_Task goal_
The records below must be output exactly, without pictures.

=== Data supplied ===

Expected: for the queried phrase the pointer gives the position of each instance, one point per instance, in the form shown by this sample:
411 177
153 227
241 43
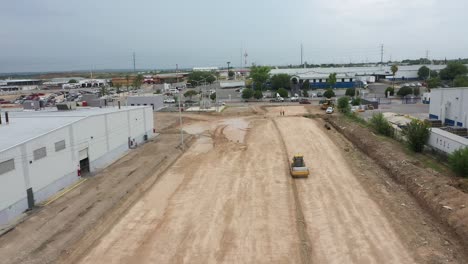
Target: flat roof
27 125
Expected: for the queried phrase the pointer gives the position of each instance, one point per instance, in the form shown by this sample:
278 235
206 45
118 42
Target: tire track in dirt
300 219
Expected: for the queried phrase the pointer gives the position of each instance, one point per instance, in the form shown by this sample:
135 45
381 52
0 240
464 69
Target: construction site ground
229 198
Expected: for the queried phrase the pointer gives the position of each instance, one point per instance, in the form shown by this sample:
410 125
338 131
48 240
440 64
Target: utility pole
302 53
134 63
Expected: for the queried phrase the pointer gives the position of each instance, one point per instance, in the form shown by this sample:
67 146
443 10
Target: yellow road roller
298 167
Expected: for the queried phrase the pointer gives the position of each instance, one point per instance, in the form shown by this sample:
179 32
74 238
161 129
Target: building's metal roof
27 125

===

_Reply_
Expected: for the queried phrase the pointer gives the position of each instance, one point per instance, in the form shown by this sample:
411 177
153 227
241 43
Target: flat roof
27 125
Expected: for the queried phrase the pointer gives the position of each instance, one point per instance, in the form shown by this sample:
278 235
206 45
118 42
Target: tire track in dirt
300 219
Expected: for the queried phrase the pointer gives the position of each instance, one point per instance, in the form shown by this sample:
135 45
381 52
0 240
464 69
Target: construction site ground
229 198
Expected: for the queried phrase the pointer gives the position of each instance, one point per instance, in the form shown by this sample:
410 125
338 131
48 240
440 64
Target: utility pole
302 53
134 63
Expected: for the queried phrase the pointer gives the position of each instance, one point per instance, in the form shown by this sample:
67 146
443 10
Target: yellow road roller
298 167
Expected: for the queried phrase the pointer gives the position of each instance, one point per instance, in the form shown by this sample:
179 32
74 238
161 129
Target: building's metal roof
27 125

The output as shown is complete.